*What is needed*. Count the lines below that contain the string "gold", treating uppercase and lowercase as different, and reply with the number alone.

*Material to process*.
+-------+

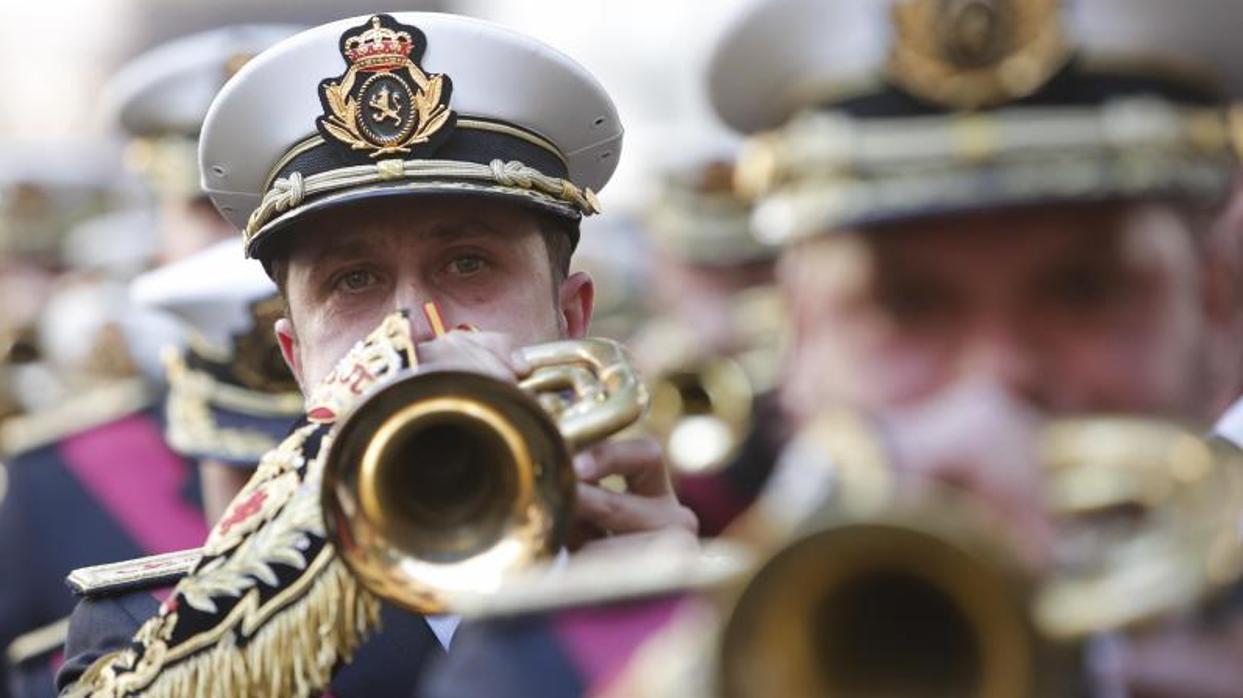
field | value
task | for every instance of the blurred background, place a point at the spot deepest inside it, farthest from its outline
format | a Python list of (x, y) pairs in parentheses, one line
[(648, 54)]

+-------+

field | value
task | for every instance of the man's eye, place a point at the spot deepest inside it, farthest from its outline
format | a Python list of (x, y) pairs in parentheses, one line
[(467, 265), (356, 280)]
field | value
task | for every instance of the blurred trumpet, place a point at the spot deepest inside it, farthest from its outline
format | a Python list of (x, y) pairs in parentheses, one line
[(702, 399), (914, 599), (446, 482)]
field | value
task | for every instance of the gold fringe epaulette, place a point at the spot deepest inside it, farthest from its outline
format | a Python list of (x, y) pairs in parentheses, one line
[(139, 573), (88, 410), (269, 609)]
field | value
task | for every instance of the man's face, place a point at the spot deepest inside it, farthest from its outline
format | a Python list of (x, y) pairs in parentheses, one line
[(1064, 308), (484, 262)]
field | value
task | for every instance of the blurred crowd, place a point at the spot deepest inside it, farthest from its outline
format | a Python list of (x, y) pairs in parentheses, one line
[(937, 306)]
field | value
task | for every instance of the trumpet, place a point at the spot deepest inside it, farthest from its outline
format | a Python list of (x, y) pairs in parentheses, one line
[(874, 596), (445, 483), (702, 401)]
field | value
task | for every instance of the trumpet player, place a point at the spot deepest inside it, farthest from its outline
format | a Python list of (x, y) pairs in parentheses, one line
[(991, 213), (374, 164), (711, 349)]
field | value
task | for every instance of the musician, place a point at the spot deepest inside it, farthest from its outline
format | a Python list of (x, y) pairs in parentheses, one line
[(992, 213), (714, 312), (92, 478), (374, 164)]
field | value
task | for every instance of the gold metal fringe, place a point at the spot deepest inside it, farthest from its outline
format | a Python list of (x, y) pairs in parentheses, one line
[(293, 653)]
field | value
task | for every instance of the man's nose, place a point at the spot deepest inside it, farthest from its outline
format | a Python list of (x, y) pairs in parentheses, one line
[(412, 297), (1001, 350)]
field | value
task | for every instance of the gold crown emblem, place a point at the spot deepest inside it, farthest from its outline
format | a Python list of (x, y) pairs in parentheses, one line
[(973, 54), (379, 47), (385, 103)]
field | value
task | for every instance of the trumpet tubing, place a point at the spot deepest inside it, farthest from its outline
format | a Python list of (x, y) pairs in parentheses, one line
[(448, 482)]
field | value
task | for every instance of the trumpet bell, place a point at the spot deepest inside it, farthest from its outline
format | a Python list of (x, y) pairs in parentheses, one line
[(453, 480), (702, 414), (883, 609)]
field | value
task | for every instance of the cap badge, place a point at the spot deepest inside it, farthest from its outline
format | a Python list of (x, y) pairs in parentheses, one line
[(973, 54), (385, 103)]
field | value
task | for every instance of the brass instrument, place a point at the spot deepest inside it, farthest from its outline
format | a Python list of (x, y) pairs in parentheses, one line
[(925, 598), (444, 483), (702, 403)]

+-------+

*Result of the task*. 3